*** DATA PROVIDED Section Begins ***

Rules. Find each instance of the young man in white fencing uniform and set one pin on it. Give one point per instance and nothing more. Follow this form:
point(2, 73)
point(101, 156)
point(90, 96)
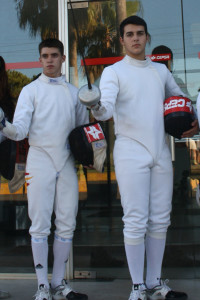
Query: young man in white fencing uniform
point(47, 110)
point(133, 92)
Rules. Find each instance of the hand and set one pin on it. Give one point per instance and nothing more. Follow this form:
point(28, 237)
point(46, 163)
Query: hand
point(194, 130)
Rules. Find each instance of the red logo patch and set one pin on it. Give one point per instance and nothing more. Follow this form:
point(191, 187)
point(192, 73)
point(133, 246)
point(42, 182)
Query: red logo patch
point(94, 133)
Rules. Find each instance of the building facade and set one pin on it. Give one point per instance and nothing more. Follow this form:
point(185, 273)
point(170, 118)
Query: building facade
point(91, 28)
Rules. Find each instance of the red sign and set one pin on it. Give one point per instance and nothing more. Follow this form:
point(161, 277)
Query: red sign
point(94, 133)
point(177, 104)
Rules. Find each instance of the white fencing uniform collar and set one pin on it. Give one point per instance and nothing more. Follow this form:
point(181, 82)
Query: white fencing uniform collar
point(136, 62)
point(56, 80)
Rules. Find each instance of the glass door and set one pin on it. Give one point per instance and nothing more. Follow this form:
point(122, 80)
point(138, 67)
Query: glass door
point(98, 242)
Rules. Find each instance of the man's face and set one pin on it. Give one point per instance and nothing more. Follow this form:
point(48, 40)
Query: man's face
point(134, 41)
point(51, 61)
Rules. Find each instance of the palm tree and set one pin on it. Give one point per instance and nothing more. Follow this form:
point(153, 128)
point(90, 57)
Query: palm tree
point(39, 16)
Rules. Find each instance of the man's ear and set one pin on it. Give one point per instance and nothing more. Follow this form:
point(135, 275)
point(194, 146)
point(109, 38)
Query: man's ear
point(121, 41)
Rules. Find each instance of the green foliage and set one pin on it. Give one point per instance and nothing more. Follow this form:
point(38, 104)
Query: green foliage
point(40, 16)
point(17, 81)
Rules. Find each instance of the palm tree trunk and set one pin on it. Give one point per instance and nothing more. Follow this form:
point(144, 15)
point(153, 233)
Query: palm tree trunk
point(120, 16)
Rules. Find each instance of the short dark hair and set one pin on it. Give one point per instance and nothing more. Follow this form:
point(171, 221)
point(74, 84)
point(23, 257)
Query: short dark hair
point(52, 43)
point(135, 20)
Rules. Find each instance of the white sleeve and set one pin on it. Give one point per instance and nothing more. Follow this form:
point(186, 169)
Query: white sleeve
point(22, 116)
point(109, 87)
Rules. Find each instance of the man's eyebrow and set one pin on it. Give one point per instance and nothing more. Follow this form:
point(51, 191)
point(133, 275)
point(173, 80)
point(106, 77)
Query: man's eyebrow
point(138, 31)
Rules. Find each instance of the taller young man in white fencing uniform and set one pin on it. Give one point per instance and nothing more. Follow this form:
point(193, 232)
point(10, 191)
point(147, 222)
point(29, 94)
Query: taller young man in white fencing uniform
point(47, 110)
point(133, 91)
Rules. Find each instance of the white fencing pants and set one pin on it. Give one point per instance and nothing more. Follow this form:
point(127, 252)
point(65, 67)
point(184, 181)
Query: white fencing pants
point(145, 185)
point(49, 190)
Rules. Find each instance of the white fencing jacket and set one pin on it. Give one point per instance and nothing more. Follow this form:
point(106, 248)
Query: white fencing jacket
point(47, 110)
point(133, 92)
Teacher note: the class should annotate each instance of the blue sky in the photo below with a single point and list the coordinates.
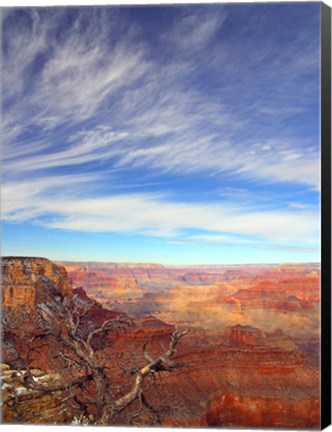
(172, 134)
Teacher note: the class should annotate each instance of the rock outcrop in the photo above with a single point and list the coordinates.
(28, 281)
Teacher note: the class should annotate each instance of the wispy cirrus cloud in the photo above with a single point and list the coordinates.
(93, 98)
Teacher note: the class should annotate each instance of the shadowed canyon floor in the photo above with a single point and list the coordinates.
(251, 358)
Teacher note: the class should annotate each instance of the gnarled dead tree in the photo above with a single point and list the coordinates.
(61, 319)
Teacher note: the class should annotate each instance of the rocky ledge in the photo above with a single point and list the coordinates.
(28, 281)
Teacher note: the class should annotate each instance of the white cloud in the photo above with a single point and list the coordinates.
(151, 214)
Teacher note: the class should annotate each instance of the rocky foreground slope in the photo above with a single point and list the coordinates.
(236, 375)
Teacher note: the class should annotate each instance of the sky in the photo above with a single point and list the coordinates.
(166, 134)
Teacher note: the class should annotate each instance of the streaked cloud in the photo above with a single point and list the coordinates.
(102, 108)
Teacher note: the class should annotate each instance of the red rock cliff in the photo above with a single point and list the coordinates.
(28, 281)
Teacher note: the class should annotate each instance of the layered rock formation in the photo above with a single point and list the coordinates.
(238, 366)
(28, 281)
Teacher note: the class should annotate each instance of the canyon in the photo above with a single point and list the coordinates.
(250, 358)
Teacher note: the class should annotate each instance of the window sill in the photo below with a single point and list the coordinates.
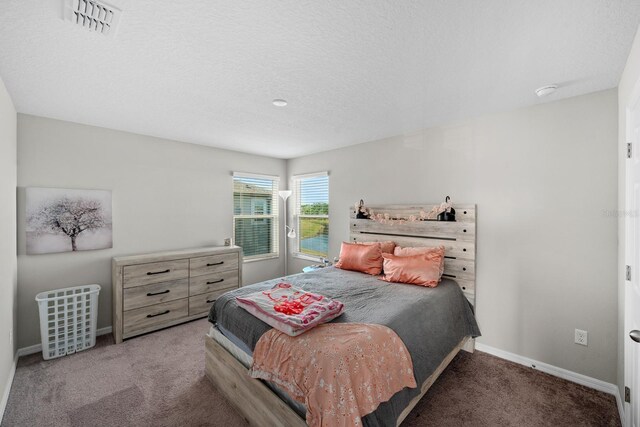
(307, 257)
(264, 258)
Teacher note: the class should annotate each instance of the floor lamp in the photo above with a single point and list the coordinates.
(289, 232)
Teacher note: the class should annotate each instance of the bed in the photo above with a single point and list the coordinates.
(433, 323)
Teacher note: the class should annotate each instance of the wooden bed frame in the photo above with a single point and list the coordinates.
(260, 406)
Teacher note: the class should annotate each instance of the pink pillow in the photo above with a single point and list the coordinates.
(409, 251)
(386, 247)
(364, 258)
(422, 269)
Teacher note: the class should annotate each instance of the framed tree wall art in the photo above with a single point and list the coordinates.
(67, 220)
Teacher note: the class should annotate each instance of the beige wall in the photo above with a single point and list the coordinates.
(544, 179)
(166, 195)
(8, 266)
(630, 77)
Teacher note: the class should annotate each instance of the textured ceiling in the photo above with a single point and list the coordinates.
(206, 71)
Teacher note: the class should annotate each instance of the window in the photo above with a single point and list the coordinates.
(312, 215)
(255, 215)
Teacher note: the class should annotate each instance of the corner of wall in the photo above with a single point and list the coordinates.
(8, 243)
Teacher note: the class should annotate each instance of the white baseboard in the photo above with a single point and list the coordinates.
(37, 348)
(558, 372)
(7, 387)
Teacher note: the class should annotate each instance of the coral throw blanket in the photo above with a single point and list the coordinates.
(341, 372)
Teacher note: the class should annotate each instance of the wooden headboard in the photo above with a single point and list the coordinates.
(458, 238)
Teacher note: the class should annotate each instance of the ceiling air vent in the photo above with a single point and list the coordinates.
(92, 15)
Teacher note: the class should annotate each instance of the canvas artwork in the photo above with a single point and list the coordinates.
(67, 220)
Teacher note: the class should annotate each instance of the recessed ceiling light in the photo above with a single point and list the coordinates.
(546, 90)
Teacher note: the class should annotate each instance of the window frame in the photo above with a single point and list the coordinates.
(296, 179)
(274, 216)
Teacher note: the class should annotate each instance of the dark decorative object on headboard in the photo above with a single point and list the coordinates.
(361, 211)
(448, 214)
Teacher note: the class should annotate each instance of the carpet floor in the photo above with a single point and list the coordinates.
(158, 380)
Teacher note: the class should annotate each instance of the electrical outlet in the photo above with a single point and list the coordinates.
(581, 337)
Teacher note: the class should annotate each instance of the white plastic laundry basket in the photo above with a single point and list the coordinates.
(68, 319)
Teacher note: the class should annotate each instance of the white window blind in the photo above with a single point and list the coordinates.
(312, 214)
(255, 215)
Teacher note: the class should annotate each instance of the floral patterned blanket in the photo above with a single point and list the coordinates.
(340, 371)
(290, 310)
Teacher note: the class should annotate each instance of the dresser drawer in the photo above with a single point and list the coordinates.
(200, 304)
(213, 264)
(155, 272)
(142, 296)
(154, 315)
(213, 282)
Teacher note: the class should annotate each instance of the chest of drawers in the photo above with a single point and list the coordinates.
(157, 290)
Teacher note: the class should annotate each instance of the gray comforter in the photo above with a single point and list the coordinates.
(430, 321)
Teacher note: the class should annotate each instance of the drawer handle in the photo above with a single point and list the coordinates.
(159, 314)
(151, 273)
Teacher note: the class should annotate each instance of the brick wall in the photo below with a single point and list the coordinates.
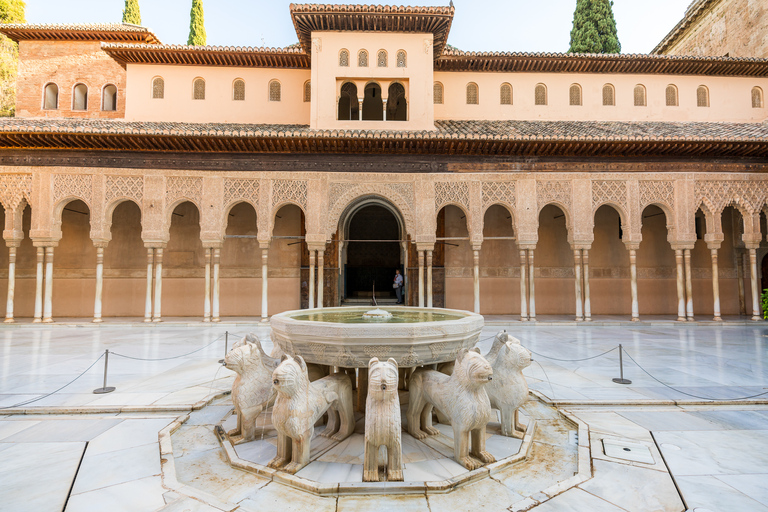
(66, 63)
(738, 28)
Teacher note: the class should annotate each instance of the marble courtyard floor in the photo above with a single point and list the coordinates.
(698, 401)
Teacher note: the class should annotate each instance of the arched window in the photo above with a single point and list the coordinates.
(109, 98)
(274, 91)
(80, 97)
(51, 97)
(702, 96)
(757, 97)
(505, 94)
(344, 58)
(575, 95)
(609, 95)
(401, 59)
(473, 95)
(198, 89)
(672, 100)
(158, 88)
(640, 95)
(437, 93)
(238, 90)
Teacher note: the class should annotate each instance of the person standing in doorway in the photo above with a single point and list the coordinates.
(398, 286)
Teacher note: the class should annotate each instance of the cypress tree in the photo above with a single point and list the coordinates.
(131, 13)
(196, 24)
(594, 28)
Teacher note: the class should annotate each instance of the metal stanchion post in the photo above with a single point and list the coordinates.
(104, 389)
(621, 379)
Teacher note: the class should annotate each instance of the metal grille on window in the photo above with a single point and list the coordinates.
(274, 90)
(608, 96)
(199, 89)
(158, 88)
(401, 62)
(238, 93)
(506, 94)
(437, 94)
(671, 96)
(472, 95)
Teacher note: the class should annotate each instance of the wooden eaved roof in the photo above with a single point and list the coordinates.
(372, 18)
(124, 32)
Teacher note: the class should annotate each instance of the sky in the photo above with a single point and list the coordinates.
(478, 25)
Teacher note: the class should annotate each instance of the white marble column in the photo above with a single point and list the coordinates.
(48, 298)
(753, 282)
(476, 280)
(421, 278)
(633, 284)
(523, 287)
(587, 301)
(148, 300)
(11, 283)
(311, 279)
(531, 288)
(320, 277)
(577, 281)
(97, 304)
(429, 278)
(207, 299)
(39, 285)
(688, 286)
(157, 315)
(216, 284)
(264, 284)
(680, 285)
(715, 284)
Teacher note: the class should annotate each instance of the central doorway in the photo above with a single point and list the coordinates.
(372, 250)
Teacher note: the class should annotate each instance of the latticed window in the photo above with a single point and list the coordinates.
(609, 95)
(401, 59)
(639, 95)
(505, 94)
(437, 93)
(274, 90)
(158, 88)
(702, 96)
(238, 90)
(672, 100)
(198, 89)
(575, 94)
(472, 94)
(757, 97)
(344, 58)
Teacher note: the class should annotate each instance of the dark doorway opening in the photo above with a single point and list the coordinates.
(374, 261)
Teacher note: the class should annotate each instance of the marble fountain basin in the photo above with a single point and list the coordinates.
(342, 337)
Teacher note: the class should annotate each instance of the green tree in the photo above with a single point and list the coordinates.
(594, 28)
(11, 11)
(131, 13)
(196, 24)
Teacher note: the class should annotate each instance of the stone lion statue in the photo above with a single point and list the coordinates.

*** DATA PROVIDED Section Ends ***

TASK GOAL
Please reproduce the entries above exactly, from their first line to the line holding "point(170, 118)" inclusive, and nothing else; the pictures stay out.

REPLY TO THE TASK
Rules. Find each instance of the young man in white fencing uniform and set one pin on it. Give one point per instance and nothing more. Follow this form:
point(2, 73)
point(101, 156)
point(90, 96)
Query: young man in white fencing uniform
point(47, 110)
point(133, 92)
Rules. Find each instance of the hand and set one pin on it. Give one point per instance and nothing more. Follow this form:
point(28, 237)
point(46, 163)
Query: hand
point(194, 130)
Rules. Find each instance of the red logo patch and set one pin on it. Give one point per instance and nothing more. Follow this form:
point(191, 187)
point(192, 73)
point(133, 246)
point(42, 182)
Query: red logo patch
point(94, 133)
Rules. Find each instance of the building facade and set one pin on it. Give one point per instance and nothing more. Follow this form:
point(185, 273)
point(170, 118)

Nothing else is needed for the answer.